Written request »
Collect every line of the rows below that contains the string "target", and reproduce each such line in full.
— BEGIN Dataset extract —
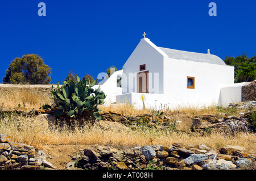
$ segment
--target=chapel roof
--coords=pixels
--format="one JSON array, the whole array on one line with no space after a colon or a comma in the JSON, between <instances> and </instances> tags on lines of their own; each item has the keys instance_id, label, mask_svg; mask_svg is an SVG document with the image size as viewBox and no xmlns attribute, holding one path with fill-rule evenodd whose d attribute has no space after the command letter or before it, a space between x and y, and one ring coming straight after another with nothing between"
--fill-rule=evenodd
<instances>
[{"instance_id":1,"label":"chapel roof","mask_svg":"<svg viewBox=\"0 0 256 181\"><path fill-rule=\"evenodd\" d=\"M159 47L158 48L170 58L226 65L226 64L221 58L214 54L178 50Z\"/></svg>"}]
</instances>

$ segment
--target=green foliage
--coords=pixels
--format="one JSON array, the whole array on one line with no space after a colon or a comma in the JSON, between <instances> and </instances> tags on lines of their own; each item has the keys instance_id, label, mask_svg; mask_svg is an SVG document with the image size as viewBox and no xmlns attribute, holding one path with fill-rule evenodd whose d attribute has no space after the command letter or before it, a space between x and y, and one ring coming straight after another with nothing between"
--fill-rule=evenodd
<instances>
[{"instance_id":1,"label":"green foliage","mask_svg":"<svg viewBox=\"0 0 256 181\"><path fill-rule=\"evenodd\" d=\"M238 82L251 82L256 79L256 65L255 63L246 61L239 66L236 79Z\"/></svg>"},{"instance_id":2,"label":"green foliage","mask_svg":"<svg viewBox=\"0 0 256 181\"><path fill-rule=\"evenodd\" d=\"M250 118L251 119L251 121L250 122L249 127L255 130L256 128L256 112L251 112L250 114Z\"/></svg>"},{"instance_id":3,"label":"green foliage","mask_svg":"<svg viewBox=\"0 0 256 181\"><path fill-rule=\"evenodd\" d=\"M51 68L37 54L24 55L13 60L3 78L4 83L49 84Z\"/></svg>"},{"instance_id":4,"label":"green foliage","mask_svg":"<svg viewBox=\"0 0 256 181\"><path fill-rule=\"evenodd\" d=\"M96 79L91 83L85 77L80 80L77 76L77 83L68 78L67 81L64 82L63 87L59 87L58 84L57 89L55 89L52 86L52 93L58 110L55 115L60 116L67 112L68 116L74 117L85 111L90 116L101 119L101 116L99 114L101 110L97 107L104 103L106 95L104 92L92 88L97 81Z\"/></svg>"},{"instance_id":5,"label":"green foliage","mask_svg":"<svg viewBox=\"0 0 256 181\"><path fill-rule=\"evenodd\" d=\"M153 115L154 115L156 116L159 116L163 115L163 112L160 112L160 111L158 110L158 111L153 111L152 113L153 113Z\"/></svg>"},{"instance_id":6,"label":"green foliage","mask_svg":"<svg viewBox=\"0 0 256 181\"><path fill-rule=\"evenodd\" d=\"M115 71L117 71L117 69L115 66L114 66L114 65L112 65L112 66L110 66L109 69L107 69L106 70L106 73L108 74L108 75L109 75L109 77L110 77L111 75L111 68L114 69Z\"/></svg>"},{"instance_id":7,"label":"green foliage","mask_svg":"<svg viewBox=\"0 0 256 181\"><path fill-rule=\"evenodd\" d=\"M72 70L69 71L68 72L68 76L67 77L64 81L67 81L68 79L71 79L75 83L77 83L77 81L76 81L76 76L77 76L77 75L73 73L73 71ZM93 80L94 79L94 78L92 75L89 75L88 74L84 75L84 77L85 77L85 79L86 79L87 81L90 81L90 83L92 83Z\"/></svg>"},{"instance_id":8,"label":"green foliage","mask_svg":"<svg viewBox=\"0 0 256 181\"><path fill-rule=\"evenodd\" d=\"M251 58L245 53L236 57L226 57L224 62L234 66L235 82L250 82L256 79L256 54Z\"/></svg>"}]
</instances>

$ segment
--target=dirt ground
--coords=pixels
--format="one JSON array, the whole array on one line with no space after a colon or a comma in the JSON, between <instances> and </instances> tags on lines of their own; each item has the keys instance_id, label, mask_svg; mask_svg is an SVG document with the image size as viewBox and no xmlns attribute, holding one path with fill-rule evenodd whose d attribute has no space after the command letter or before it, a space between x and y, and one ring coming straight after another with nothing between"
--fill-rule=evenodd
<instances>
[{"instance_id":1,"label":"dirt ground","mask_svg":"<svg viewBox=\"0 0 256 181\"><path fill-rule=\"evenodd\" d=\"M43 146L46 150L47 160L57 169L66 169L67 164L71 161L72 155L80 149L89 148L88 145L47 145Z\"/></svg>"}]
</instances>

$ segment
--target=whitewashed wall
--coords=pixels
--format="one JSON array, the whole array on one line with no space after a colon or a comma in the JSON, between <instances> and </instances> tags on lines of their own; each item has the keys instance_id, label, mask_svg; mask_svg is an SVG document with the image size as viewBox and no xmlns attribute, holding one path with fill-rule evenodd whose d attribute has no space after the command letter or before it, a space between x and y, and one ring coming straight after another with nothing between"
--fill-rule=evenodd
<instances>
[{"instance_id":1,"label":"whitewashed wall","mask_svg":"<svg viewBox=\"0 0 256 181\"><path fill-rule=\"evenodd\" d=\"M122 75L123 70L114 72L101 86L95 85L93 89L99 89L100 91L104 92L106 95L105 99L105 104L108 105L112 103L116 102L116 96L122 94L122 89L118 87L117 85L117 79L118 75Z\"/></svg>"},{"instance_id":2,"label":"whitewashed wall","mask_svg":"<svg viewBox=\"0 0 256 181\"><path fill-rule=\"evenodd\" d=\"M229 103L242 102L242 86L246 84L246 82L237 83L221 87L220 105L226 107Z\"/></svg>"},{"instance_id":3,"label":"whitewashed wall","mask_svg":"<svg viewBox=\"0 0 256 181\"><path fill-rule=\"evenodd\" d=\"M163 56L162 51L148 39L141 39L123 66L123 73L127 77L127 82L123 82L123 93L137 92L137 73L148 70L151 73L148 77L149 92L163 93ZM146 64L146 70L140 71L139 65ZM158 73L158 77L154 77ZM155 83L155 78L158 82ZM123 78L125 80L125 78ZM154 89L158 85L157 89ZM154 90L153 90L154 89Z\"/></svg>"},{"instance_id":4,"label":"whitewashed wall","mask_svg":"<svg viewBox=\"0 0 256 181\"><path fill-rule=\"evenodd\" d=\"M221 101L221 87L234 82L234 67L164 58L164 91L175 106L208 106ZM195 89L187 77L195 77Z\"/></svg>"}]
</instances>

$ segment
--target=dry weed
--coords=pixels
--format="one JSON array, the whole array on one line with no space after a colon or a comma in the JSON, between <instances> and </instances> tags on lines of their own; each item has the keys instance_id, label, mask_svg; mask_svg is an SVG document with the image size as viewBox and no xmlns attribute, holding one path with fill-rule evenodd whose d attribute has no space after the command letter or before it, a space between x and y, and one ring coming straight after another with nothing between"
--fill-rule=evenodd
<instances>
[{"instance_id":1,"label":"dry weed","mask_svg":"<svg viewBox=\"0 0 256 181\"><path fill-rule=\"evenodd\" d=\"M39 91L27 88L7 87L0 91L0 103L9 107L21 107L39 108L46 104L51 104L51 99Z\"/></svg>"}]
</instances>

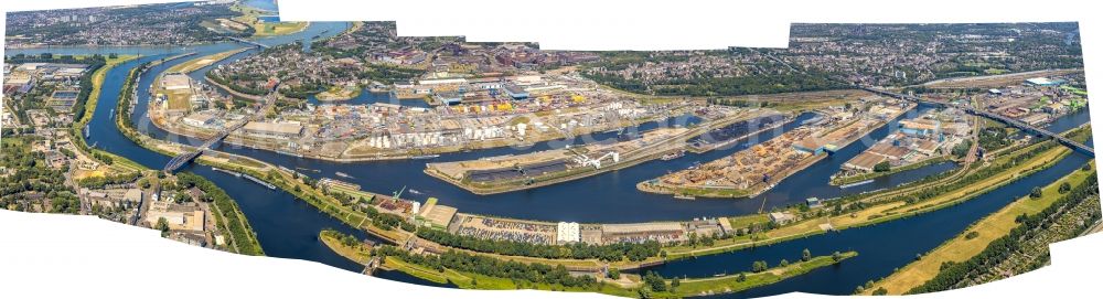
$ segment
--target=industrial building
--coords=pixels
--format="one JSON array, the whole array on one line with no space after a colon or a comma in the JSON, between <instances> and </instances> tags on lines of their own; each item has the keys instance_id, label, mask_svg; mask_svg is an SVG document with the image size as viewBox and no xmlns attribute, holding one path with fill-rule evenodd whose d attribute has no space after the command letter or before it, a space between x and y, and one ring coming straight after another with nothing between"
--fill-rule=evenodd
<instances>
[{"instance_id":1,"label":"industrial building","mask_svg":"<svg viewBox=\"0 0 1103 299\"><path fill-rule=\"evenodd\" d=\"M291 139L302 135L302 125L295 122L249 121L242 127L246 135L260 138Z\"/></svg>"}]
</instances>

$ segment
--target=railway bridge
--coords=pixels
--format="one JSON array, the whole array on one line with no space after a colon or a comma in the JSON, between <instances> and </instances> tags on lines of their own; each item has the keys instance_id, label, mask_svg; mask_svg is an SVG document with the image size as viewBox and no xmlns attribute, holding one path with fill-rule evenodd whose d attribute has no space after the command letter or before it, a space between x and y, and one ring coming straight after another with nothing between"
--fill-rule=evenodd
<instances>
[{"instance_id":1,"label":"railway bridge","mask_svg":"<svg viewBox=\"0 0 1103 299\"><path fill-rule=\"evenodd\" d=\"M265 96L264 98L265 103L260 106L260 109L257 110L258 113L256 115L254 115L250 118L242 119L242 121L238 121L233 126L222 129L221 131L218 131L217 135L207 138L206 141L203 141L203 145L196 147L195 150L185 151L181 154L178 154L176 157L173 157L172 160L169 160L169 163L164 165L164 169L162 169L162 171L172 173L176 170L180 170L180 168L183 168L189 162L195 160L195 158L199 158L201 154L203 154L204 151L210 150L211 147L213 147L215 143L218 143L218 141L226 139L226 137L229 136L231 132L240 129L242 127L245 127L245 124L248 124L251 120L263 119L265 116L264 111L268 110L268 108L276 103L276 93L277 93L276 88L272 88L272 92L268 93L268 95Z\"/></svg>"},{"instance_id":2,"label":"railway bridge","mask_svg":"<svg viewBox=\"0 0 1103 299\"><path fill-rule=\"evenodd\" d=\"M962 110L964 110L964 111L966 111L966 113L968 113L971 115L982 116L982 117L989 118L989 119L993 119L993 120L996 120L996 121L999 121L999 122L1004 122L1007 126L1011 126L1011 127L1018 128L1018 129L1020 129L1022 131L1027 131L1027 132L1030 132L1030 134L1034 134L1034 135L1045 136L1047 138L1054 139L1059 143L1061 143L1063 146L1067 146L1067 147L1070 147L1070 148L1072 148L1072 149L1074 149L1077 151L1080 151L1080 152L1083 152L1083 153L1088 153L1088 154L1091 154L1093 157L1095 156L1095 150L1092 149L1089 146L1085 146L1084 143L1077 142L1075 140L1069 139L1069 138L1067 138L1064 136L1061 136L1060 134L1052 132L1052 131L1047 130L1045 128L1032 126L1030 124L1026 124L1026 122L1022 122L1022 121L1020 121L1018 119L1006 117L1006 116L1003 116L1003 115L999 115L999 114L994 114L994 113L990 113L990 111L987 111L987 110L983 110L983 109L976 109L976 108L970 107L967 105L954 105L954 104L946 103L946 102L941 102L941 100L923 99L923 98L918 97L918 96L911 96L911 95L904 95L904 94L900 94L900 93L893 93L893 92L889 92L889 90L885 90L885 89L880 89L880 88L872 88L872 87L868 87L868 86L858 86L858 87L861 88L861 89L864 89L864 90L866 90L866 92L870 92L870 93L879 94L879 95L884 95L884 96L907 99L907 100L911 100L911 102L915 102L915 103L921 103L921 104L930 104L930 105L939 105L939 106L959 108L959 109L962 109Z\"/></svg>"}]
</instances>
— END Dataset extract —
Solution for this task »
--target=chapel roof
--target=green foliage
--target=dirt ground
--target=whitewashed wall
--target=dry weed
--target=industrial building
--target=railway bridge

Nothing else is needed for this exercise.